Nothing but the lines from the one that contains "Task: Indicate the stone" through the end of the listing should appear, set down exactly.

Input records:

- Opening Delimiter -

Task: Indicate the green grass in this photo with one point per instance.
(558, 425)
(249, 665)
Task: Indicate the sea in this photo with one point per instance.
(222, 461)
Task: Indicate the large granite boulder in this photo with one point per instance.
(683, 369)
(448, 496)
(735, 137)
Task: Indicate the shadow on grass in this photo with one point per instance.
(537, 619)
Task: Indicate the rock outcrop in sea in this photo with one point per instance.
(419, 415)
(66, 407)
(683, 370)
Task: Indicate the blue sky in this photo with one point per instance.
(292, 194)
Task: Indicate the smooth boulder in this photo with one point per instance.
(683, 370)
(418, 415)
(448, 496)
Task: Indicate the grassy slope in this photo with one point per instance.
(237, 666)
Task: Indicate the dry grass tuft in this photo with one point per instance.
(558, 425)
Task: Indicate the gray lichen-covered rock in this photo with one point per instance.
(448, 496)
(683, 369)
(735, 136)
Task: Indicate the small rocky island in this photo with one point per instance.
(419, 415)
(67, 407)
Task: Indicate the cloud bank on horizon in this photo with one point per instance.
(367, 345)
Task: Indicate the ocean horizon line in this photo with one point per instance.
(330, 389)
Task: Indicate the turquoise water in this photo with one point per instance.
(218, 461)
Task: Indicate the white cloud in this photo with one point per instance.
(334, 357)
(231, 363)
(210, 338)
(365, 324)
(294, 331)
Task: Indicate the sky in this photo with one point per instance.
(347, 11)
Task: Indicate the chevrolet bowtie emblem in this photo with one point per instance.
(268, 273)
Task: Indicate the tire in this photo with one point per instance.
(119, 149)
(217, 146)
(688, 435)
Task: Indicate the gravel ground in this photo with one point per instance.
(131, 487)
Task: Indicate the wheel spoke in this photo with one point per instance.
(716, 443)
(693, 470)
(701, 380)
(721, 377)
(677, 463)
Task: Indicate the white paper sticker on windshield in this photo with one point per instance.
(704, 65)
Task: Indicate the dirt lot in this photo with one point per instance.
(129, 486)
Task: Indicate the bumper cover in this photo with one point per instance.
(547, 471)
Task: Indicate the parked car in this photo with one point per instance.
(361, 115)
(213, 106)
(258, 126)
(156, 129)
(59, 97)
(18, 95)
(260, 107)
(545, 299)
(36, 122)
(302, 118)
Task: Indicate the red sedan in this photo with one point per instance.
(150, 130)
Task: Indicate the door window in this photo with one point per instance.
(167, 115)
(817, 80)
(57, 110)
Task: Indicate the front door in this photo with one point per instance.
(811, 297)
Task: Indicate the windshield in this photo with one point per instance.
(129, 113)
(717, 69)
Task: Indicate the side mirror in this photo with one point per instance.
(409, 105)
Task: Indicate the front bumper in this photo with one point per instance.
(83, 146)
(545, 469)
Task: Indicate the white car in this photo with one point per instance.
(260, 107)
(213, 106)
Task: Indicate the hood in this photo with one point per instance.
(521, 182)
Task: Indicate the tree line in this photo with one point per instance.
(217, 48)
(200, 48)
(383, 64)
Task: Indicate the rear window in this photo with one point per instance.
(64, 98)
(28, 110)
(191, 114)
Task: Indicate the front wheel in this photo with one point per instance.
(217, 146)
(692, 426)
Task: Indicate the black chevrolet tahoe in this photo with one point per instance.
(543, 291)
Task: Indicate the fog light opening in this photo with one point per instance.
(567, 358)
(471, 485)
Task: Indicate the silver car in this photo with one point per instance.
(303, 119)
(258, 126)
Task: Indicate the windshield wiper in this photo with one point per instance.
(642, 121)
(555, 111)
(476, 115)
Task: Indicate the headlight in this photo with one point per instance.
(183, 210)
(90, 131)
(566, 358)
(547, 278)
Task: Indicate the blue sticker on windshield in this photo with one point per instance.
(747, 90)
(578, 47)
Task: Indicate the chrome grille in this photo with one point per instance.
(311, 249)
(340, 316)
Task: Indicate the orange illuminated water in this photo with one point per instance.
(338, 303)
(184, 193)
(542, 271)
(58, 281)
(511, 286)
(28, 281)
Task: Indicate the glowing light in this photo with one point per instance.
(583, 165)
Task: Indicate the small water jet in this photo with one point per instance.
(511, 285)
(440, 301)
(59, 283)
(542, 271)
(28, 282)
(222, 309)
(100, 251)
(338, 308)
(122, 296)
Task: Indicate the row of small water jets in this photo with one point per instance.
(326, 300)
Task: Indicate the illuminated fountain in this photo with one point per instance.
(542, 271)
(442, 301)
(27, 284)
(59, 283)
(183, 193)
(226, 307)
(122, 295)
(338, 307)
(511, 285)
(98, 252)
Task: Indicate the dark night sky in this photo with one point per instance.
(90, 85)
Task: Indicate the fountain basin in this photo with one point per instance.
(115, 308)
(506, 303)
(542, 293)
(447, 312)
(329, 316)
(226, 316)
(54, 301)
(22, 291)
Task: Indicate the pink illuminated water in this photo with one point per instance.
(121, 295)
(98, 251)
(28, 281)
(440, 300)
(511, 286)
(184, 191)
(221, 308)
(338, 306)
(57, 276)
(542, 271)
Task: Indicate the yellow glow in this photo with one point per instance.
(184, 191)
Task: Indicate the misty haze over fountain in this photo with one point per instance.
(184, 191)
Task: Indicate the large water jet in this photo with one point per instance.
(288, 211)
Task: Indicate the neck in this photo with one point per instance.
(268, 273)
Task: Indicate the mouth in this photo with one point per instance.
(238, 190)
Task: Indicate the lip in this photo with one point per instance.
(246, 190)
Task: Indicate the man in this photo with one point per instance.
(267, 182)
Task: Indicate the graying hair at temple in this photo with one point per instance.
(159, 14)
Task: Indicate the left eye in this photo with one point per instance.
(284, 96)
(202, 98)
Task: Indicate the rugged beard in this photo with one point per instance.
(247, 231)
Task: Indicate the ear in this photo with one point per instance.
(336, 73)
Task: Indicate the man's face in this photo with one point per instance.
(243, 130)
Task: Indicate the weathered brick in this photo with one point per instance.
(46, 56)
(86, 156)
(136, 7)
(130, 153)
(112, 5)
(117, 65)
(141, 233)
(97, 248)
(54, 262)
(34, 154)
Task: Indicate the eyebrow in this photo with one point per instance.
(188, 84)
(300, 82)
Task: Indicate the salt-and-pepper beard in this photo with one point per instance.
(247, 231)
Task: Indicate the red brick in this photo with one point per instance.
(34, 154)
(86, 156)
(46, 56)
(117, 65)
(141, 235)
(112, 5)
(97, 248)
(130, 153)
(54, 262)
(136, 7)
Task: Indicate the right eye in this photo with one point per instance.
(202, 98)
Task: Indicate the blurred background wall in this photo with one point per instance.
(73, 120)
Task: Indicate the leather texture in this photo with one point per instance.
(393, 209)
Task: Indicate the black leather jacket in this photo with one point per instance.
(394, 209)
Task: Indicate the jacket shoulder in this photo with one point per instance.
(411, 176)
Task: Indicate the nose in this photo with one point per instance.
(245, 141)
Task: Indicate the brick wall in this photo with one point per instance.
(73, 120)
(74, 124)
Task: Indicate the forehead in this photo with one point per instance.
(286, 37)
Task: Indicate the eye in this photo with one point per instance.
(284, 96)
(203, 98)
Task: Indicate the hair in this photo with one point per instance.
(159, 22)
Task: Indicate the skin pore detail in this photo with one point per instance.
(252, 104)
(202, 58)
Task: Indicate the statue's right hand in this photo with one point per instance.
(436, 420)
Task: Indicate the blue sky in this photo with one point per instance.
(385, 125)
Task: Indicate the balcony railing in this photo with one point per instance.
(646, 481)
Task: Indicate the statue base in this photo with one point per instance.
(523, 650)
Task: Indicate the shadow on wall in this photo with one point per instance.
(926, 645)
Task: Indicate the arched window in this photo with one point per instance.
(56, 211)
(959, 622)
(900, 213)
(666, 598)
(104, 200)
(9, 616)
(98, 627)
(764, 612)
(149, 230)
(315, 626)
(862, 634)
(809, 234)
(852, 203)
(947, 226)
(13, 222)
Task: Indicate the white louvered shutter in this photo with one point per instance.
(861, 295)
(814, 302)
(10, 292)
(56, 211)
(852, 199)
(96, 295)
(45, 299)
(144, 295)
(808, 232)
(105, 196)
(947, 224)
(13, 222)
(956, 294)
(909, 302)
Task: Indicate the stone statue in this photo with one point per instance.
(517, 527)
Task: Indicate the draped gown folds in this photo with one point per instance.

- Closing Delimiter -

Response to this exercise:
Task: Indicate the stone statue in this photo with one point per instance.
(517, 527)
Task: Indicate the draped gown folds in this photo with one point per instance.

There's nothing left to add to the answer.